• What this task involves
From the blog post on the late Qing press and the Chinese Internet, copy word for word the part that opens with the words containing "Does anyone else" and closes with "of the Qing.".

*** Opening Supplied text ***

Saturday, November 17, 2007

1907 and 2007: The late Qing press vs. the current Chinese Internet

I'm currently doing some research for an essay in my final class (Survey of Publishing: From Text to Hypertext) and stumbled upon a passage worth sharing here. The essay is about the rise of the Chinese press in the late 1800s and early 1900s, and the influence of Western newspaper models. The passage is from page four of Joan Judge's Print and Politics: ‘Shibao’ and the Culture of Reform in Late Qing China (Stanford, CA: Stanford University Press, 1996), and discusses the connections between the Chinese press and revolutionary politics toward the end of the Qing dynasty (1644-1911):
While print journalism served a political function in many nations, this role was particularly consequential in late Qing China, which had neither a system of political parties nor a representative national assembly. Independent of the dynasty and accessible to the reading public, the political press provided one of the few forums where reformists could advance their political agenda. Opening a field of mediation between the different spheres of late Qing China made it possible for reform publicists to challenge imperial authority and express popular grievances, encourage debate over government policies, and educate their compatriots about the urgent need to reform the structure of dynastic power.
Does anyone else see the parallels between what was happening at the end of the Qing dynasty, and what's happening now with the Internet in the People's Republic of China? We're not seeing much online debate in China about the CCP or the current political structure, but late Qing newspapers in the 1870s didn't have this kind of debate, either .... Judge is referring to newspaper activity several decades later, in the first decade of the 20th century -- right before the fall of the Qing.

*** Closing Supplied text ***
*** Opening Extracted records ***

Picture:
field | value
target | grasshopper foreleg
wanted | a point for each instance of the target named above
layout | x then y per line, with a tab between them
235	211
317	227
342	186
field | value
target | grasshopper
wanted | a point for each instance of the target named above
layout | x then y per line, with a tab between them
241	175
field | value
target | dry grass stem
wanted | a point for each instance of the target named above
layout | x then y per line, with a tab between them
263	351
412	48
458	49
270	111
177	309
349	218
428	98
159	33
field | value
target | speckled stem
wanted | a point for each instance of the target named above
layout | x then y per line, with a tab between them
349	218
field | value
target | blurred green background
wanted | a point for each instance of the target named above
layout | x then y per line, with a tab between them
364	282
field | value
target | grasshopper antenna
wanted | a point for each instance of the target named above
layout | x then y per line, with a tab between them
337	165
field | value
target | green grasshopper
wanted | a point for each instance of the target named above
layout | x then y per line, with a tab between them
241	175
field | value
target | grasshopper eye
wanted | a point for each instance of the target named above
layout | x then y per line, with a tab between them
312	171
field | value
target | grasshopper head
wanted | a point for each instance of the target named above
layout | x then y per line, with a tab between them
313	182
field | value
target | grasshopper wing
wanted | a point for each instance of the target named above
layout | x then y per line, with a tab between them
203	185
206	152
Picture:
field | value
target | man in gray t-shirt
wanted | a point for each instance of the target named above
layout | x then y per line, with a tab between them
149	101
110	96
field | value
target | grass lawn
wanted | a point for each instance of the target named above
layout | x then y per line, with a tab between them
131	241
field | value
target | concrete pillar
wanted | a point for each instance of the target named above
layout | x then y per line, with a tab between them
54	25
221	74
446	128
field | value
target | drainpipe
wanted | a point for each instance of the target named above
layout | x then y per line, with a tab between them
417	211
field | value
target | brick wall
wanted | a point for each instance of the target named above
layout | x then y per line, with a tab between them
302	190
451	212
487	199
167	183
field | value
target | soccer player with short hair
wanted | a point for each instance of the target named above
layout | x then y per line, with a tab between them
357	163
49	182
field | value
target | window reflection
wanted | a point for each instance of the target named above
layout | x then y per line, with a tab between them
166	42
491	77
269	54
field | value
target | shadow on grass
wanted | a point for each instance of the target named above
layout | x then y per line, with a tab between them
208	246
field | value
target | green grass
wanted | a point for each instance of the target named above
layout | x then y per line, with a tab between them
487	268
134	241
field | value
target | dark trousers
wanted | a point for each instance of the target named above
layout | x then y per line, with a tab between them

*** Closing Extracted records ***

• Response area
Does anyone else see the parallels between what was happening at the end of the Qing dynasty, and what's happening now with the Internet in the People's Republic of China? We're not seeing much online debate in China about the CCP or the current political structure, but late Qing newspapers in the 1870s didn't have this kind of debate, either .... Judge is referring to newspaper activity several decades later, in the first decade of the 20th century -- right before the fall of the Qing.